Task statement — Give only the number of lines in the material below that contain the string "blue". Case counts.
==========
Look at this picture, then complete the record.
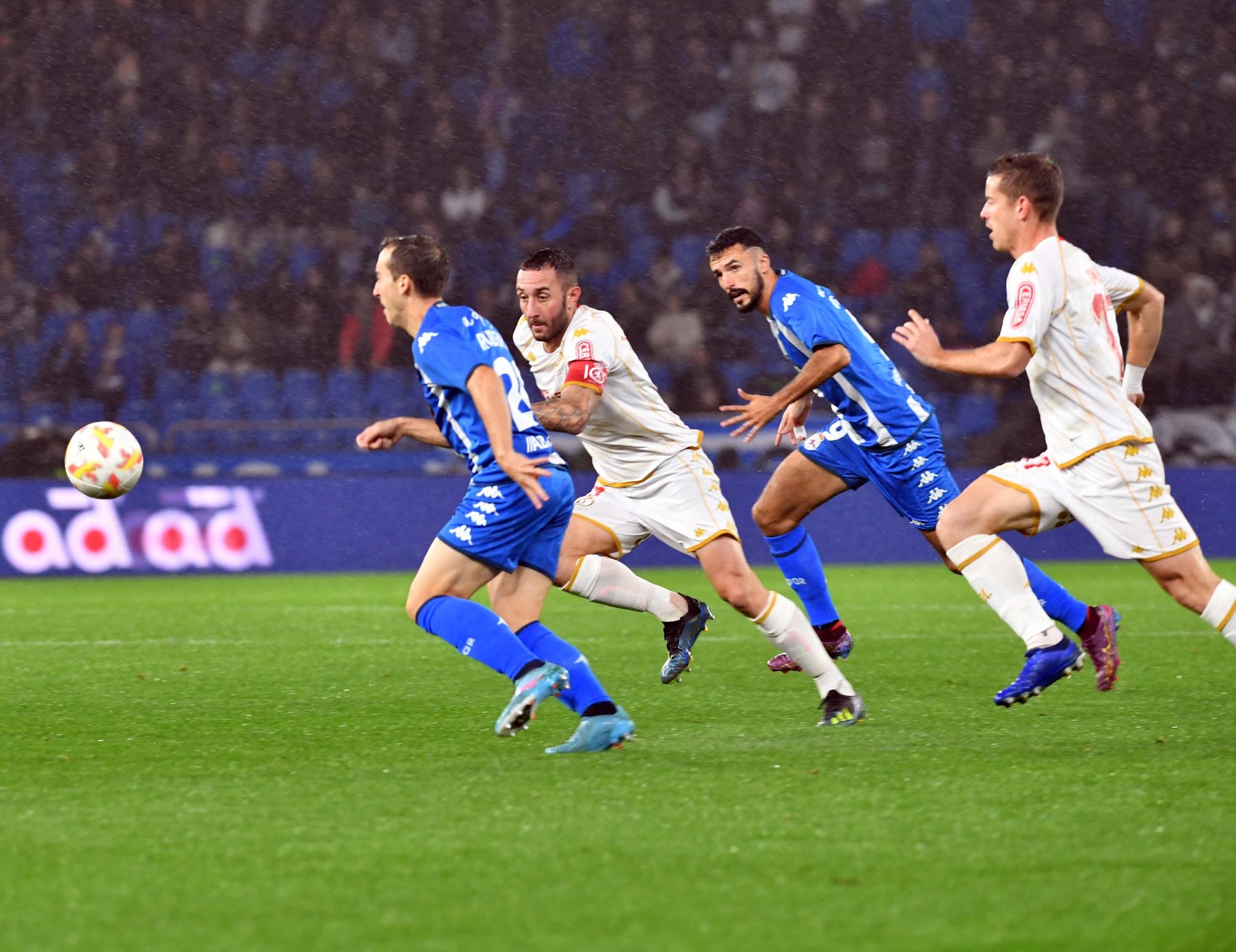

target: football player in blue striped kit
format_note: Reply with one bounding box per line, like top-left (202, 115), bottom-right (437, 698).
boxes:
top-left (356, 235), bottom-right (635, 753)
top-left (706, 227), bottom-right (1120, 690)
==========
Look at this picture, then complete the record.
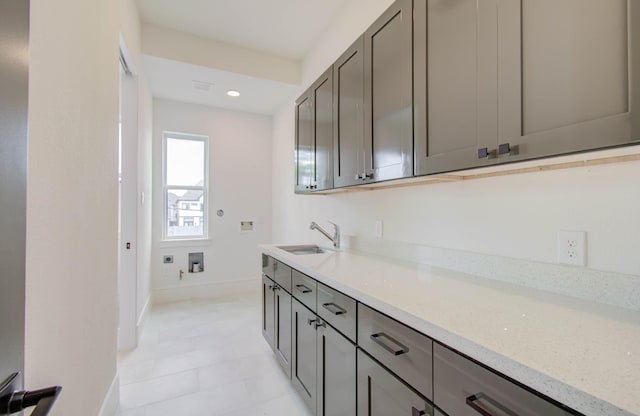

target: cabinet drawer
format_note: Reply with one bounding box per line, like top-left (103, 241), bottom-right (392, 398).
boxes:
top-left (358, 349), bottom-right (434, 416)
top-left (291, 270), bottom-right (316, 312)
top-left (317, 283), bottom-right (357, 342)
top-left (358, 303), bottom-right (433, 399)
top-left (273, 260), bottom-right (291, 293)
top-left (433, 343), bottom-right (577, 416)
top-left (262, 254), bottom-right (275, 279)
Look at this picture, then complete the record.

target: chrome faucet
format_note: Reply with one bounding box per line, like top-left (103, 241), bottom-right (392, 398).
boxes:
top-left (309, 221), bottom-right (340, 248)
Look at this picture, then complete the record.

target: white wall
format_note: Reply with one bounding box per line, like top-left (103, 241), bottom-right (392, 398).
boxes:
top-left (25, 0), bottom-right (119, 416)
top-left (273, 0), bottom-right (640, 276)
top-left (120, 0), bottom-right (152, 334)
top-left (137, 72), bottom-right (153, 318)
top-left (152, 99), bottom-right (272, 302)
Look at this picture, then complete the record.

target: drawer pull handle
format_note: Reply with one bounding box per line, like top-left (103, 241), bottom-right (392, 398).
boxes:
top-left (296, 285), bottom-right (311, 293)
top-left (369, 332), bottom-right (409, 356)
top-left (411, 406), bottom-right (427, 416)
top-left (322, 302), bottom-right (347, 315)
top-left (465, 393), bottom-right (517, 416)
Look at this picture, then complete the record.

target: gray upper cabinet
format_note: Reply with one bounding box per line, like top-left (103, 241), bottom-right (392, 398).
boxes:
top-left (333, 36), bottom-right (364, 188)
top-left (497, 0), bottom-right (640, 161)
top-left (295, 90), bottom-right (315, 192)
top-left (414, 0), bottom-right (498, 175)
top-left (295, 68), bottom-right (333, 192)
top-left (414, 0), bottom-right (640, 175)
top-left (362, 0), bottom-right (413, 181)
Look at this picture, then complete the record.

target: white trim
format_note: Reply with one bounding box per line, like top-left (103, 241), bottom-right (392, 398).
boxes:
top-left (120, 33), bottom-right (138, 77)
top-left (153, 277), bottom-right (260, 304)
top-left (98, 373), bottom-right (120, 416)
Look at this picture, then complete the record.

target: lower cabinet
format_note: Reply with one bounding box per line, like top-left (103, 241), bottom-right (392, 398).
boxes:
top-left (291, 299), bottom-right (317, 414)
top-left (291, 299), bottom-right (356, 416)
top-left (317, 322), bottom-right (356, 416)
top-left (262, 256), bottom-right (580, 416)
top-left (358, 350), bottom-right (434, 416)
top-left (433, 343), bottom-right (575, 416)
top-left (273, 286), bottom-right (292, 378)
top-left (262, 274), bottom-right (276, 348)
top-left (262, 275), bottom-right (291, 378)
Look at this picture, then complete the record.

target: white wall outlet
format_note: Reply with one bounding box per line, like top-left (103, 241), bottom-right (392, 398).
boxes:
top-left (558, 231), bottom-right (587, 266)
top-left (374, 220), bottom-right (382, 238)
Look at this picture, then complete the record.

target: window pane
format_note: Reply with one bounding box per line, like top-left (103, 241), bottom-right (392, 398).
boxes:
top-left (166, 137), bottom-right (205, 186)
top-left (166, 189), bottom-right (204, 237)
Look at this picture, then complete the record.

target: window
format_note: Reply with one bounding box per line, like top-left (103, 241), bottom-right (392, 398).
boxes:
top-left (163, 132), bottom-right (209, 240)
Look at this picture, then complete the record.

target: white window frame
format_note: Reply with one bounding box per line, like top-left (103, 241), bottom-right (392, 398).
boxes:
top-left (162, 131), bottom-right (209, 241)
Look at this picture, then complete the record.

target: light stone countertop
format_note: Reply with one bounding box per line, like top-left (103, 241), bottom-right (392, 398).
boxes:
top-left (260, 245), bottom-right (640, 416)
==========
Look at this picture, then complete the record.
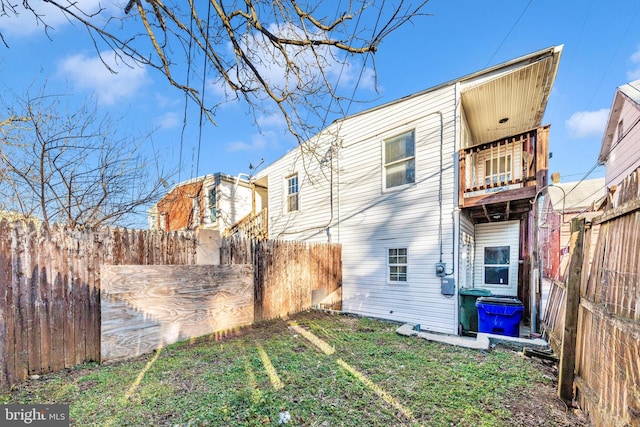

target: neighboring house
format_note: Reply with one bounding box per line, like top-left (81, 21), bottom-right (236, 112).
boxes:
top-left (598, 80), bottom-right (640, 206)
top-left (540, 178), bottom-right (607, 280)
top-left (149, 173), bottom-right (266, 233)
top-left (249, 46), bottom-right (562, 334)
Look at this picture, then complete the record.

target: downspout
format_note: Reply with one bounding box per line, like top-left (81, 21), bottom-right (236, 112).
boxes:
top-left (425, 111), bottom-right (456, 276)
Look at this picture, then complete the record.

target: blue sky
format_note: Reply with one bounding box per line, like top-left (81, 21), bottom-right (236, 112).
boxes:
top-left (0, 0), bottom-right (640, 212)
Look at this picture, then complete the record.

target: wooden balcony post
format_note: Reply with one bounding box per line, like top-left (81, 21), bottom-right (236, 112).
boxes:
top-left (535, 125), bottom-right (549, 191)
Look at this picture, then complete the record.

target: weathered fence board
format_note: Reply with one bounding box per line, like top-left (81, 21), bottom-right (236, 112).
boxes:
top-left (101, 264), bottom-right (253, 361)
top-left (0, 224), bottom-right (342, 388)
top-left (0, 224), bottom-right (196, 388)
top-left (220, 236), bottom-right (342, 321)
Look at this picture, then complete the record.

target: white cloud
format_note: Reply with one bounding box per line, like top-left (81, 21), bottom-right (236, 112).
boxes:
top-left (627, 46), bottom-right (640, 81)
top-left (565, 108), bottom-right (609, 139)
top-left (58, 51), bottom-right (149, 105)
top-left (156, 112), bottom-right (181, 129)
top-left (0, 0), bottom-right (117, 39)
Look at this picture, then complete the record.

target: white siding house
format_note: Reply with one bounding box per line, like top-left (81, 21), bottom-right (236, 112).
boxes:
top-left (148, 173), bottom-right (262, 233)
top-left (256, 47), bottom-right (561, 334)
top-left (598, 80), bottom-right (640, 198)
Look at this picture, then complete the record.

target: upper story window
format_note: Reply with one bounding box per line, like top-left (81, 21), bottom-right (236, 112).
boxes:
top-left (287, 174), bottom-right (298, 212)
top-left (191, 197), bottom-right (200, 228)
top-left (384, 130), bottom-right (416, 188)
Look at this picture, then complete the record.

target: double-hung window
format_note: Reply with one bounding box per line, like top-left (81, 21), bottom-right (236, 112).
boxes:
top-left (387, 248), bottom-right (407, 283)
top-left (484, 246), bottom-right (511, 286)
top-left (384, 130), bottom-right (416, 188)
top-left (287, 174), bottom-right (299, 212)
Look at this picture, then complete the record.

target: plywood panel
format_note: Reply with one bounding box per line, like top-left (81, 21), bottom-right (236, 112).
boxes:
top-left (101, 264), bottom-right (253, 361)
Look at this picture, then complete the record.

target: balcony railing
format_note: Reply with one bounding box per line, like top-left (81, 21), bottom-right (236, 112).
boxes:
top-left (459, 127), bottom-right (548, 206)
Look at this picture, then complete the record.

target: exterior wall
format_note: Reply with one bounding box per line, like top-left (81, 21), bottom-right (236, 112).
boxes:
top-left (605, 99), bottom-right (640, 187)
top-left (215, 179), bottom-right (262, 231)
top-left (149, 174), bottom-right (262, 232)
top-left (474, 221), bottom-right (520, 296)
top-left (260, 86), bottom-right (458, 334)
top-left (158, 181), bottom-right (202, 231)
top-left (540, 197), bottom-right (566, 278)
==========
Completed task — 2